### TASK DIRECTIONS
Restate the whole of the material. Keep every word, and drop the pictures.
────────────────
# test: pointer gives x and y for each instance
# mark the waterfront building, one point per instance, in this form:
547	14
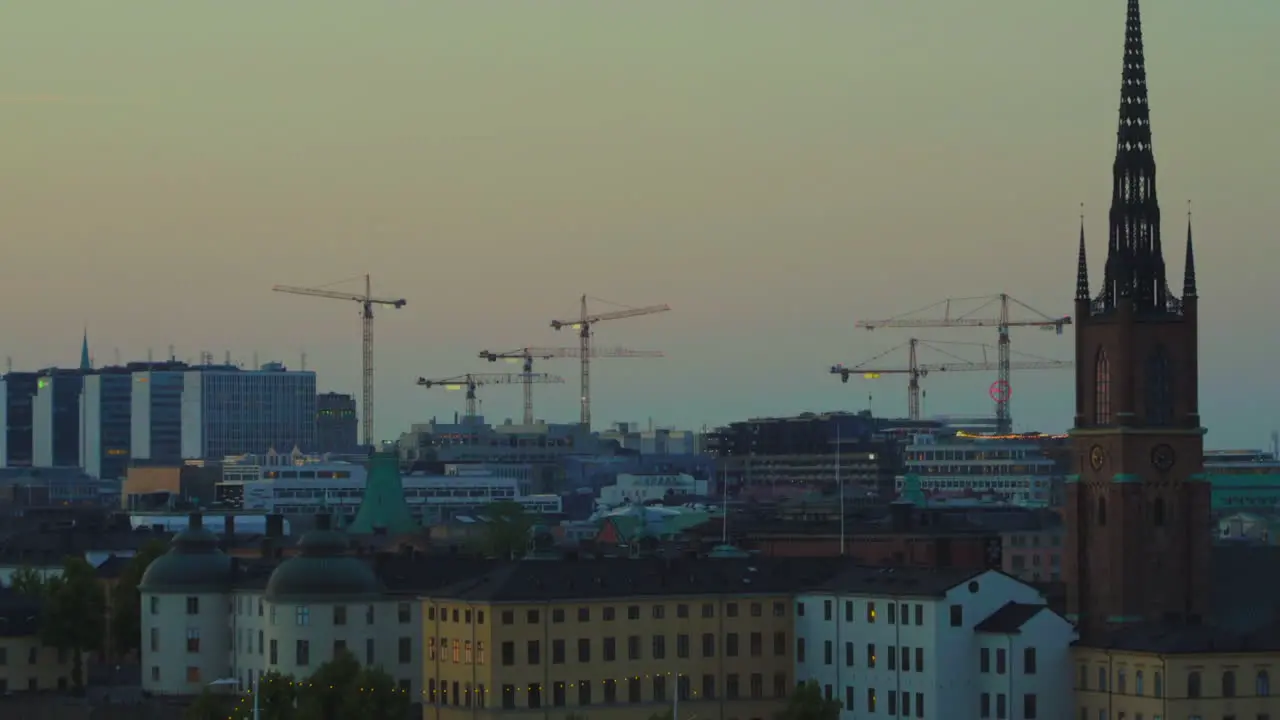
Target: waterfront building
17	397
337	423
227	410
901	642
106	404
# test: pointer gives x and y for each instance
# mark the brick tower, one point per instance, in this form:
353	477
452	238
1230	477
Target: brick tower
1138	505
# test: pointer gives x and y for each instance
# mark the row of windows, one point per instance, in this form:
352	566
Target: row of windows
607	692
1194	683
899	659
608	614
895	614
609	648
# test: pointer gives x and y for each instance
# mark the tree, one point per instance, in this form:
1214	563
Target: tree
127	604
27	580
507	532
809	703
209	706
73	615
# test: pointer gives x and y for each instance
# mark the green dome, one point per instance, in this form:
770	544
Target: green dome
323	570
193	564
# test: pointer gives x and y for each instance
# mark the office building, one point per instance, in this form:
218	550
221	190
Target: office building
900	642
232	411
106	405
17	397
155	415
337	423
55	419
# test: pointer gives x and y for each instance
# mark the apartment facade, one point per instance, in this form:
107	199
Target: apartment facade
947	645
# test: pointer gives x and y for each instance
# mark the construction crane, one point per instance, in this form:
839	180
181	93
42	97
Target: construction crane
917	370
471	381
528	355
584	324
951	318
366	302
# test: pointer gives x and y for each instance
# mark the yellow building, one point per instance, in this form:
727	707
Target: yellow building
616	638
1179	674
26	664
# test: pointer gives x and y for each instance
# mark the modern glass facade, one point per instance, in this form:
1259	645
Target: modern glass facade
106	408
231	411
17	399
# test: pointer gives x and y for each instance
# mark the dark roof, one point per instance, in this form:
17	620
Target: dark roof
1187	639
923	582
19	614
1009	619
539	580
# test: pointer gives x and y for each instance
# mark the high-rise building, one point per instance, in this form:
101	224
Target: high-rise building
55	428
336	423
155	417
106	404
1137	511
227	410
17	396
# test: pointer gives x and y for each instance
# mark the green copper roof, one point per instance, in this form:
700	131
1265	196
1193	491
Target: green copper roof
383	507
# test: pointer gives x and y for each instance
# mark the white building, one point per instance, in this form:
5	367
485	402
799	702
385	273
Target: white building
942	645
232	411
638	490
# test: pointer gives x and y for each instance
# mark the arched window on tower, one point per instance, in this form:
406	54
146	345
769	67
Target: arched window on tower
1102	390
1160	391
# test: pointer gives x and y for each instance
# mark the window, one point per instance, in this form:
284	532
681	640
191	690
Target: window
304	654
1160	396
1101	390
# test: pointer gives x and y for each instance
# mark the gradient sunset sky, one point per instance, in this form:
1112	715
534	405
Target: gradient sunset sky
773	171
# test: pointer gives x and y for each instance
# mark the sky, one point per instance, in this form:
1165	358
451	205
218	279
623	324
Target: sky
775	172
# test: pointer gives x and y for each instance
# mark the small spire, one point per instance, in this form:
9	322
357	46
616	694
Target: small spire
86	363
1082	265
1189	268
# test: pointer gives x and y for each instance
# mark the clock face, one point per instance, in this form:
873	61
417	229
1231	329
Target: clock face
1097	456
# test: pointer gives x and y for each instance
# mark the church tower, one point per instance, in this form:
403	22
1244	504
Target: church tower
1138	525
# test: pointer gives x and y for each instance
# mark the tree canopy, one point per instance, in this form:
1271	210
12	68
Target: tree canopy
808	703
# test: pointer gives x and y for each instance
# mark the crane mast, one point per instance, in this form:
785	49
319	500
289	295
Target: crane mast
471	381
917	370
1002	322
584	324
529	354
366	302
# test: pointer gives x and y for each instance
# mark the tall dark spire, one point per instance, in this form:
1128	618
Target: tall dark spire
1136	264
1189	268
1082	265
────────────────
### ANSWER TO THIS EXERCISE
# test: pointer gives x and y for each instance
# mark the waterfront building, one point per instance, in this form:
547	14
Target: waterfront building
17	397
337	423
227	410
901	642
106	404
# test: pointer gives x and y for each instance
# mark the brick tower, one point per instance, in this form:
353	477
452	238
1230	477
Target: brick tower
1138	505
# test: pointer gives x and y for each instance
# mark the row of windows, one point per instance, in this form:
352	566
Target: row of windows
607	692
1194	683
899	659
608	614
895	614
609	648
# test: pointer gives x and y for each instance
# mark the tree, one point per instance, in this form:
1214	563
Target: tree
127	604
27	580
507	532
809	703
209	706
73	615
# test: pointer gives x and y for each instance
# mark the green dome, one point per instance, in this form:
770	544
Target: green dome
323	570
193	564
# test: pointer gives x and y for each instance
# mark the office building, one point per instance, in this form:
218	550
221	190
Target: office building
900	642
232	411
106	405
17	397
155	415
337	423
55	419
# test: pointer gives x and y for each instance
# mark the apartment facade, one point per instance, in this form:
107	199
Target: apartment facade
947	645
# test: pointer gives x and y for each instance
# mark the construction crane, one point per instance, in this form:
839	180
181	93
42	97
Target: construction crane
917	370
471	381
528	355
584	324
951	318
366	302
# test: pointer gives x and y for each instance
# mark the yellow building, one point per instance, in this form:
727	707
Target: yellow building
616	638
1179	674
26	664
# test: pointer gives x and y for each instance
# mark the modern glass facade, one point per instance, in this form:
1259	645
Target: modern glass facade
106	408
231	411
17	399
# test: pointer gives x and y for each instance
# mark the dark roof, one point per instance, in this form:
17	620
Target: dark roof
1187	639
923	582
19	614
1009	619
539	580
# test: pointer gives x and y for each instance
# mark the high-rise building, one point per instance, in this form:
101	224
Target: high-rise building
55	428
336	423
155	417
106	404
1137	511
227	410
17	396
# test: pointer gives x and y for each instance
# mark the green copper roof, one point per instance, in this form:
700	131
1265	196
1193	491
Target: green copper roof
383	507
# test: pointer gives x and y for each instance
# mark the white building, one point per instance, in this form:
5	367
485	402
799	702
385	273
Target: white building
942	645
232	411
638	490
# test: pointer gives x and y for each instance
# mark the arched window on tower, one point per instance, in this form:
406	54
146	345
769	67
Target: arched window on tower
1102	390
1160	391
# test: pointer gives x and y for each instance
# mark the window, one point per instance, in this form:
284	532
681	640
191	690
Target: window
304	654
1160	396
1101	390
# test: pointer gives x and y for each instance
# mark the gradient sunset sky, one point per instance, in this form:
1112	715
534	405
Target: gradient sunset sky
773	171
# test: pointer gives x and y for each instance
# mark the sky, one point per instance, in this form:
1165	358
451	205
218	279
623	324
Target: sky
775	172
# test: pointer gives x and y for each instance
# mark the small spire, one point per instance, in this form:
9	322
357	46
616	694
Target: small spire
86	363
1082	265
1189	268
# test: pointer gives x and y for each instance
# mark the clock face, one point per instance, in this form:
873	61
417	229
1231	329
Target: clock face
1097	456
# test: pointer gives x and y for each instance
# mark the church tower, one point per instance, in this form:
403	22
1244	504
Target: church tower
1138	525
# test: pointer gives x and y for each instance
# mark the tree canopy, one point per instance, in this form:
1271	210
12	68
Target: tree canopy
808	703
# test: pointer gives x and y for each instance
# mark the crane mast, one point per instance, in this form:
785	49
319	500
289	295
Target: crane mast
471	381
917	370
1002	322
584	324
529	354
366	302
# test: pointer gives x and y for each instance
# mark the tall dark spire, one point per instance, in this form:
1128	618
Target: tall dark spire
1136	264
1189	268
1082	265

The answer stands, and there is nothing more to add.